Excerpt to read section start
Dr. Wakefield has been accused of falsifying his patients’ past. Yet, is it right to throw away 12 years of work for a couple of smudged details? I say yes and no. Yes, because by altering the patients past-- or as I like to put it, changing the truth-- alters the entire experiment. And no, because even after deconstructing 12 years of research, there still may be essential building blocks to finding the cure.
I was ready to bring the heavy gavel of justice onto Dr. Wakefield when I first read this story. Then I watched “Autism Everyday.” This is a heart-wrenching documentary about parents who take care of autistic children. They are mostly mothers in debt, women worked to the bone. Their strength comes from their deep rooted love for their child, their blood and flesh. At the end of “Autism Everyday” the mothers say they do what they do because of their love for the children and their hope for a vaccine.
After watching the documentary, my view of Andrew Wakefield split. He is either an incompetent but sincere scientist, or he is evil exploiting the time, research, and money of people who want to earnestly help the autistic. If true, he deserves more than his prestige stripped from him, in my opinion, He would deserve jail time.
So as the trial unfolds it’s important to look at the character of Dr. Wakefield, as well as look for where, what and how he spent his research money. If his efforts are sincere, then it’s important to reevaluate his research instead of throwing it to the wayside. If he’s insincere then it looks like scientists are going to have to go back square one. I really hope the former is true.
Excerpt to read section end
Parts of the exercise:
1. In the piece about Dr. Wakefield, copy the text word for word between "After watching the" and "deserve jail time.", inclusive.
2. What is "Autism Everyday," according to the piece about Dr. Wakefield?
Data shown section start
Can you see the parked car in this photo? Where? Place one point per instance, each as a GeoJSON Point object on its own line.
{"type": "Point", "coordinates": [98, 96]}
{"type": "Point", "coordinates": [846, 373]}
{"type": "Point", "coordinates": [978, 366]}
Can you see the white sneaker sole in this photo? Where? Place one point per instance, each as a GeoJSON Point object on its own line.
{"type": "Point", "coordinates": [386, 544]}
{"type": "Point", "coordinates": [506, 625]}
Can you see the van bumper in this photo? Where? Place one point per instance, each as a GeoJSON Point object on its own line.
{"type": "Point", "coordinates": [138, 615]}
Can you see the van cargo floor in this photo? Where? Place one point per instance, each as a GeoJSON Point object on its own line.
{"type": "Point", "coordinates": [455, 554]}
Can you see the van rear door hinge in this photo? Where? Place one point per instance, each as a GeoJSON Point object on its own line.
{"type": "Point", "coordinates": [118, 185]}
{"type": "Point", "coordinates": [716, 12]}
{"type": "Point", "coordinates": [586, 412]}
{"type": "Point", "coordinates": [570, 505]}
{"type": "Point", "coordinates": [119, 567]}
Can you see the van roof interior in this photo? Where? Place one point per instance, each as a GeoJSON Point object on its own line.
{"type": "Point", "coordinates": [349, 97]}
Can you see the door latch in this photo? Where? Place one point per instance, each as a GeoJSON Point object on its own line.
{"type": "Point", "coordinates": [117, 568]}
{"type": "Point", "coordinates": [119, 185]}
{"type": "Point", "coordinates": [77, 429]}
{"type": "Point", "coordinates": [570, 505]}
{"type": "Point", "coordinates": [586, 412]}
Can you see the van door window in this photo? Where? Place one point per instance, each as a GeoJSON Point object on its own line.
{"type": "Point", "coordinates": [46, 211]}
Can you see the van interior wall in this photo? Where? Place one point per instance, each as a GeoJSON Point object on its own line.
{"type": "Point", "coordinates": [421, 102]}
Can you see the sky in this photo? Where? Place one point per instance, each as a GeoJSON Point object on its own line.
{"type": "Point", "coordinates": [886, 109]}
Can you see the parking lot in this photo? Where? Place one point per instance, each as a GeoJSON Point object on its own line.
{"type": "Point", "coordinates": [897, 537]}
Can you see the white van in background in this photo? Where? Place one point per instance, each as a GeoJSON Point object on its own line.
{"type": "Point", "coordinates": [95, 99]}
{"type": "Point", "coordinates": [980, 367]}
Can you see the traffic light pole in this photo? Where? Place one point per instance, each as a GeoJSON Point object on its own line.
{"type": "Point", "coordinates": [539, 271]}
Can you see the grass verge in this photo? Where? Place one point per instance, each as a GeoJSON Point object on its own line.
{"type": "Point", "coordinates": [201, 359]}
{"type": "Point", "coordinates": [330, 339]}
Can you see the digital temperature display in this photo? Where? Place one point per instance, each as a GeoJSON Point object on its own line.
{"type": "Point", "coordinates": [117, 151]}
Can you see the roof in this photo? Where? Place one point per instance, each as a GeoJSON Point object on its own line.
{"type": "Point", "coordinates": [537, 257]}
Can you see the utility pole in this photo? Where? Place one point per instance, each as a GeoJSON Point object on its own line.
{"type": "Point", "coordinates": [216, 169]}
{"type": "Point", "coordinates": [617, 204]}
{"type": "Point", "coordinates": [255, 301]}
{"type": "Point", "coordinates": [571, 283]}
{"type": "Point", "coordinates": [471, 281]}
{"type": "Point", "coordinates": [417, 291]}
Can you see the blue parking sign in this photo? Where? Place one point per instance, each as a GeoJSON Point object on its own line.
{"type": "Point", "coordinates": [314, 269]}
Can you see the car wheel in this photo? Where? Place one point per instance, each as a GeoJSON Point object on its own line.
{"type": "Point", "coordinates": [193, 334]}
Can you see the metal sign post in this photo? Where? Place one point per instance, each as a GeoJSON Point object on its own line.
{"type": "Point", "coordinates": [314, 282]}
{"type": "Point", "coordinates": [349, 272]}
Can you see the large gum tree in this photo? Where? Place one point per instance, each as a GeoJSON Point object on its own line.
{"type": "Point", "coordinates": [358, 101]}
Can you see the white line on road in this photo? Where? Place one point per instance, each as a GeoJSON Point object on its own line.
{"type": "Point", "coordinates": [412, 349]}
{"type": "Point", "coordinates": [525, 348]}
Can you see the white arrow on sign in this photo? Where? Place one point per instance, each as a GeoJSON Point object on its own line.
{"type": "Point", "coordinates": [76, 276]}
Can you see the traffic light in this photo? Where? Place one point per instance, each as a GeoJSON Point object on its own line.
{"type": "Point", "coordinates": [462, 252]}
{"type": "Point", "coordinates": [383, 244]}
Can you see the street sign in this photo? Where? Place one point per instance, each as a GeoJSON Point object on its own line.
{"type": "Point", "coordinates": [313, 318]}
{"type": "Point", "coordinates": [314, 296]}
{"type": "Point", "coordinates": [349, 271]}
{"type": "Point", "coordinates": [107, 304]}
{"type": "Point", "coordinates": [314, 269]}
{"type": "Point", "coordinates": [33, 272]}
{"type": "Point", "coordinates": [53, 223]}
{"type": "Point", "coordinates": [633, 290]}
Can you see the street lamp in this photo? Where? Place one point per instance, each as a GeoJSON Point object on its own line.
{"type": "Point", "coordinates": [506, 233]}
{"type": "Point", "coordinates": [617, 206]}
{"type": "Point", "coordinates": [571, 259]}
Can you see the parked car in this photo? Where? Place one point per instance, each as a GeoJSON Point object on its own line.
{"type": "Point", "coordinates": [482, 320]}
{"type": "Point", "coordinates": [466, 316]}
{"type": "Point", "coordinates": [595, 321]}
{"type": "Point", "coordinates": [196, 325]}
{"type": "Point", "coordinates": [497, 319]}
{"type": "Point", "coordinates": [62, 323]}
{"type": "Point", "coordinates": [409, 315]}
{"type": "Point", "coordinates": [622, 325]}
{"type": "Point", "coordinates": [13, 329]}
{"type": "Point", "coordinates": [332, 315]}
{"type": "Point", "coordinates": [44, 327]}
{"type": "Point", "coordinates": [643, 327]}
Data shown section end
Completed exercise:
1.
After watching the documentary, my view of Andrew Wakefield split. He is either an incompetent but sincere scientist, or he is evil exploiting the time, research, and money of people who want to earnestly help the autistic. If true, he deserves more than his prestige stripped from him, in my opinion, He would deserve jail time.

2. A documentary about parents who take care of autistic children.